Texte de lecture —
>>>>>
Des incidences pas neutres

L’enjeu règlementaire n’est pas neutre. Outre le risque de s’exposer à une non-conformité en cas de contrôle, la détention du CSP sera obligatoire pour pouvoir renouveler son Certiphyto à compter de 2024. Les Chambres misent d’ailleurs sur les distributeurs pour porter le message, sans quoi ils ne pourront pas vendre leurs produits aux agriculteurs en défaut.

L’APCA en appelle aussi à l’Etat. Face à l’afflux d’activité que va générer la réalisation des CSP, les chambres vont devoir recruter, une opération rendue compliquée par le statut anachronique des salariés, mais promise à être levée dans les mois à venir, sous l’effet de la loi Asap. L’APCA souhaiterait par ailleurs une autre évolution statutaire, relative à la taxe d’apprentissage, dont les chambres ne sont pas exonérées dans le cadre actuel. « Quel meilleur formule que de former les jeunes par la voie de l’apprentissage, qui les rendrait opérationnels dès leur sortie de l’école », argumente Sébastien Windsor.
<<<<<
Série d'exercices —
1 > Selon le texte sur le CSP, pourquoi les chambres vont-elles devoir recruter ? Répondez en une à trois phrases.
2 > Relevez tous les organismes ou institutions que nomme le texte sur le CSP.
3 > Poursuivez le texte sur le CSP à partir de sa dernière phrase.

Relevés de placement des points:
>>>>>
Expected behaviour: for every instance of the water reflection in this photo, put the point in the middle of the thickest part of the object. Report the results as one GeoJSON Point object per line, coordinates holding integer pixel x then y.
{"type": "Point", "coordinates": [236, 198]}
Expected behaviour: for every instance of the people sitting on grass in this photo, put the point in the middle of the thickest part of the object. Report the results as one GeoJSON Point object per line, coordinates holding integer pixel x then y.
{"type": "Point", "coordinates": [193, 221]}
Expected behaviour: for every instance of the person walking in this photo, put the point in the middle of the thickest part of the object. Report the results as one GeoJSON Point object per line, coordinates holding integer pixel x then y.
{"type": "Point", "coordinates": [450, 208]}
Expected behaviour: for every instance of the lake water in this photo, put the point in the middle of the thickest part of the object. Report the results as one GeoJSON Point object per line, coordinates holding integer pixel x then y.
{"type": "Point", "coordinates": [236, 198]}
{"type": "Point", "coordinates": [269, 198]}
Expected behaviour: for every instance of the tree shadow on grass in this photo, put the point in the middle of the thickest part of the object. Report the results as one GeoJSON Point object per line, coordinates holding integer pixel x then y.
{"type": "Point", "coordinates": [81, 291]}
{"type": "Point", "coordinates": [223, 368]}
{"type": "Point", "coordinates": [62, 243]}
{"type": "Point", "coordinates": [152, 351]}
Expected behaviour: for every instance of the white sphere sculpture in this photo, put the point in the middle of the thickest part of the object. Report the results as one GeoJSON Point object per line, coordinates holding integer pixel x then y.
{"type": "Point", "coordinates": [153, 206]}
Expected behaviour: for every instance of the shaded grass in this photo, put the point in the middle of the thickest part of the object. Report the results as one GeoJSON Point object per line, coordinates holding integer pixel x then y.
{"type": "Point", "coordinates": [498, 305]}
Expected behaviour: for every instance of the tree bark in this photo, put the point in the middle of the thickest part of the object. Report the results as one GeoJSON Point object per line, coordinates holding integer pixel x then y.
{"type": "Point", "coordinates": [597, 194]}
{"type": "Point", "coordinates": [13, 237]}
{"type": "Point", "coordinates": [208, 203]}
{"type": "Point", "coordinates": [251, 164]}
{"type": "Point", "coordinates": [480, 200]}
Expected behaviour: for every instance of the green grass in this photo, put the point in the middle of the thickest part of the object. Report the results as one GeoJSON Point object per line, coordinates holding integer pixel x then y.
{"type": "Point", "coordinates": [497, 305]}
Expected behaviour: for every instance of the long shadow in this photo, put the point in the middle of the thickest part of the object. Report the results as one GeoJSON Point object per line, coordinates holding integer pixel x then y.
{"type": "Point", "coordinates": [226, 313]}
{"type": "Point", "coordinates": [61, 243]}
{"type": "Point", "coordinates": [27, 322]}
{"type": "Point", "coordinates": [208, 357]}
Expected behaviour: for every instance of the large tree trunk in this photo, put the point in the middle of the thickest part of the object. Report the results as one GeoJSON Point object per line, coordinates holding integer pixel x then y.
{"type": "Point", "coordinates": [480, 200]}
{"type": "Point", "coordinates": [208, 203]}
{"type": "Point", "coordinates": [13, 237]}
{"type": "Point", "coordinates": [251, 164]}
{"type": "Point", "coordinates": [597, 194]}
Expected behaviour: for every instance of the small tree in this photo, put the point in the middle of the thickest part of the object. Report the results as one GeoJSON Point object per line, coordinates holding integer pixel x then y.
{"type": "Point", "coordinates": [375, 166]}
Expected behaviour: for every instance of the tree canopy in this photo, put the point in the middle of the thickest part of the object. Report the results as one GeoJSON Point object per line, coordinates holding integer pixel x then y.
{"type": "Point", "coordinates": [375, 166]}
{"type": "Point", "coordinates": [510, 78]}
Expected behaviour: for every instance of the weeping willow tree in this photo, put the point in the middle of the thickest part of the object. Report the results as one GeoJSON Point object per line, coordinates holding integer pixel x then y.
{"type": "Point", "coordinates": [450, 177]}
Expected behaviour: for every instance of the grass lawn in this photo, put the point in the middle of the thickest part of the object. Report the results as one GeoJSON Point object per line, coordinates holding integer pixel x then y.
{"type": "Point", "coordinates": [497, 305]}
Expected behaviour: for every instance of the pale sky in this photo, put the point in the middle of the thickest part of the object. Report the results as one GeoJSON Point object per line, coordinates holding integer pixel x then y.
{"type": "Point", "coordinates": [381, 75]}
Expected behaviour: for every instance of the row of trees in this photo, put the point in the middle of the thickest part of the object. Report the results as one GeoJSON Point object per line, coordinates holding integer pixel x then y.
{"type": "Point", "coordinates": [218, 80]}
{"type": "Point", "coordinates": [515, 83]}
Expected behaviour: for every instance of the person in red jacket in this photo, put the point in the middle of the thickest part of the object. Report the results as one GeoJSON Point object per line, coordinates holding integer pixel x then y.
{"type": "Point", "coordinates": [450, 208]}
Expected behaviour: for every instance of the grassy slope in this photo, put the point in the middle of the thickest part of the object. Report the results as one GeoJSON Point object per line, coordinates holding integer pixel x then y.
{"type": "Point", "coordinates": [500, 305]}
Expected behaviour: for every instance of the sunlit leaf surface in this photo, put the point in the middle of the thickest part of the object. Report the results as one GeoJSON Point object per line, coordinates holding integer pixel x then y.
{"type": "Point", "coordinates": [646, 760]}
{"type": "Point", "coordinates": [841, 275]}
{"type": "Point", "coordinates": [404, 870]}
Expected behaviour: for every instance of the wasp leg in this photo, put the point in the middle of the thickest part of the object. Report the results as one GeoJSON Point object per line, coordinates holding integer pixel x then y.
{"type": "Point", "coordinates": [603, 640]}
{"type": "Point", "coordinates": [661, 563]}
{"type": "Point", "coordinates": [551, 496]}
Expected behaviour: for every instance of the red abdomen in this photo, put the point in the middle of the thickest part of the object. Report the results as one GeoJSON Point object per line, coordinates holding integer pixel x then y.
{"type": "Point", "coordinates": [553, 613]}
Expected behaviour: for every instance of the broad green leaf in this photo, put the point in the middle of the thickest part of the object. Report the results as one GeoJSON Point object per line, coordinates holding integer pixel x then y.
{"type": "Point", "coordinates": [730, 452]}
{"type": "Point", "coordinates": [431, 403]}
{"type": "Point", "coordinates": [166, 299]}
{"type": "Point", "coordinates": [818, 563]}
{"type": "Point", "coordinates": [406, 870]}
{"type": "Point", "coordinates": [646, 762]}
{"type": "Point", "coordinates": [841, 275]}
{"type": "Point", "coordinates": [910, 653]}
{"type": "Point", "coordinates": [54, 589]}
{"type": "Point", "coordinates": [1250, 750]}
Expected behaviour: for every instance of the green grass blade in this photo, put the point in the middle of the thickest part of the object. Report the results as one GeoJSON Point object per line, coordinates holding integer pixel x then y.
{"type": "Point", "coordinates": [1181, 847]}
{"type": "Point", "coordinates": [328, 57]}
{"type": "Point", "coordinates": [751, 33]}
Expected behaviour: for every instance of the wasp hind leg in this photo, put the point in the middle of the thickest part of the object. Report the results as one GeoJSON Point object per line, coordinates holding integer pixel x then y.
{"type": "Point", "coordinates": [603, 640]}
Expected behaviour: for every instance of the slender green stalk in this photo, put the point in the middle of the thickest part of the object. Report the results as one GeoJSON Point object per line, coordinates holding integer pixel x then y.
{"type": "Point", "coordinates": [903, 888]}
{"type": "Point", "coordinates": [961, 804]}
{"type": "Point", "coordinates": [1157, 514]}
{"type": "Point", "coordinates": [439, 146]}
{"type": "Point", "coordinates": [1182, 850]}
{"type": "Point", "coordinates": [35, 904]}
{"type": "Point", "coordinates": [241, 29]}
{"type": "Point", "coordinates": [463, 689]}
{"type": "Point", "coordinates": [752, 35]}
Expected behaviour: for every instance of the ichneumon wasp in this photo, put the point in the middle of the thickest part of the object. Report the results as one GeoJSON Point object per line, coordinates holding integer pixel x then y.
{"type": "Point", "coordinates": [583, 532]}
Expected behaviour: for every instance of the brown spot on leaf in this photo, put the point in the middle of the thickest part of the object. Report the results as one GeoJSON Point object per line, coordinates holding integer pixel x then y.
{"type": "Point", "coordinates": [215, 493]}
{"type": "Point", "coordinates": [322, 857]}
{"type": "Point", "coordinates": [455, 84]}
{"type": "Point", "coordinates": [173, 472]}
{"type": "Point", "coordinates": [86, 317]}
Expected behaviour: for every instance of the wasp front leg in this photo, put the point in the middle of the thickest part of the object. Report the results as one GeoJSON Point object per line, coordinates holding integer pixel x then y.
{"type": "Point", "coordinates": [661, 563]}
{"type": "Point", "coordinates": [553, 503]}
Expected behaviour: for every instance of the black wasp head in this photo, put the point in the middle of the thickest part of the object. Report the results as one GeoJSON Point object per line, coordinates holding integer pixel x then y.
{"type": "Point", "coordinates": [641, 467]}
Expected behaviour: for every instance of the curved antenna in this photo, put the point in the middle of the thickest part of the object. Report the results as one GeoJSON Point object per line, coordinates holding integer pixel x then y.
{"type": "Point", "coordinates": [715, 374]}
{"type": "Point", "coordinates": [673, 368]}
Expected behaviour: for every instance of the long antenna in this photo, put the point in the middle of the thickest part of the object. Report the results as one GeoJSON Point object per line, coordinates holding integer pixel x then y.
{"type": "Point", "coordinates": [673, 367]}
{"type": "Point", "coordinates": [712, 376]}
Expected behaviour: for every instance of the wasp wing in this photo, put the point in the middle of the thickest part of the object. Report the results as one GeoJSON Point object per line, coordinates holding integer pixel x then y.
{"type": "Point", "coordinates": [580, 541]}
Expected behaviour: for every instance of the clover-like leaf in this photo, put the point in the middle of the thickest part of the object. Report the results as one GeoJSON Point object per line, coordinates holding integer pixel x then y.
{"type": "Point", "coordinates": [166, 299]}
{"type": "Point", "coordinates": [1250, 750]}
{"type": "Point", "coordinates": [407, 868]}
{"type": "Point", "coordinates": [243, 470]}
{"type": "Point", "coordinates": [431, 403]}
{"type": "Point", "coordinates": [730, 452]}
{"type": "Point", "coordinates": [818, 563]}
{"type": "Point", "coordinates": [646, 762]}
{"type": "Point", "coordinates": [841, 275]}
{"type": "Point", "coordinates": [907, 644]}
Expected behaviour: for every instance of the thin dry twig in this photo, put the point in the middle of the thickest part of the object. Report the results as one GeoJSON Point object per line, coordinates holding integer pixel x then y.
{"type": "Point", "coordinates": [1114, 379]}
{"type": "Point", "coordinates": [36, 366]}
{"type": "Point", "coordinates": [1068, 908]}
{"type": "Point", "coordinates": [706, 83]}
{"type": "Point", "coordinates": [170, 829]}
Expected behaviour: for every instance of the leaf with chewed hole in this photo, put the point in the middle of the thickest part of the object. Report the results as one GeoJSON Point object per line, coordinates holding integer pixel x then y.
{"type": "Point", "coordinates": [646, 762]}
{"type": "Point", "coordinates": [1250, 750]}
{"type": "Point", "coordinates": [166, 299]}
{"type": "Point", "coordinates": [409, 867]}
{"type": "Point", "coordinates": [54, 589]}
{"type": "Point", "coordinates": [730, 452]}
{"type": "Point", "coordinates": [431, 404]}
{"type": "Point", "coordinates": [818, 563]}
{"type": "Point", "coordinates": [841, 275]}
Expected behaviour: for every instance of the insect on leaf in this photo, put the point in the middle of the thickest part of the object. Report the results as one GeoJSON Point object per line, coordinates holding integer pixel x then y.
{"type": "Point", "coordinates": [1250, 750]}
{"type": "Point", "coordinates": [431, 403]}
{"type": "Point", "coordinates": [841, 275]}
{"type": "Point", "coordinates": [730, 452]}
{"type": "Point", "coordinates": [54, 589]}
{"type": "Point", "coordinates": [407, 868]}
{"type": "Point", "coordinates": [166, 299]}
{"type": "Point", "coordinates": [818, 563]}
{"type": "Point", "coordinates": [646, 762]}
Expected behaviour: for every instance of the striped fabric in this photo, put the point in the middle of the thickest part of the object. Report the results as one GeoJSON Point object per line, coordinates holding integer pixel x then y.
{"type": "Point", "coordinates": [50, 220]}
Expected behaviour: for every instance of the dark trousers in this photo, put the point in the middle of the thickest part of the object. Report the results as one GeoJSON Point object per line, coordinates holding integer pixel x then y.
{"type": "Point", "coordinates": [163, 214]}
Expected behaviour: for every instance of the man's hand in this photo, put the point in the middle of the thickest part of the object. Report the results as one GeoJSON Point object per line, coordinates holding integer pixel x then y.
<<<<<
Résultats des exercices —
1 > Les chambres vont devoir recruter en raison de l'afflux d'activité que va générer la réalisation des CSP.

2 >
- les Chambres
- l'APCA
- l'État

3 >
"Le Conseil stratégique phytosanitaire ne sera pas un document pour caler l’armoire"

Il faut dire que l’APCA s’est fixée des objectifs qualitatifs ambitieux en matière de Conseil stratégique. « L’accompagnement sera basé sur le projet de l’agriculteur, poursuit Sébastien Windsor. On va discuter avec chaque agriculteur pour évoquer les pistes de réduction d’usages de phytosanitaires et qu’il en sorte avec son propre projet, ses propres ambitions. On ne veut pas d’une prestation pousse-bouton pour satisfaire le réglementaire et produire un document qui servira à caler l’armoire ». Normande ou pas.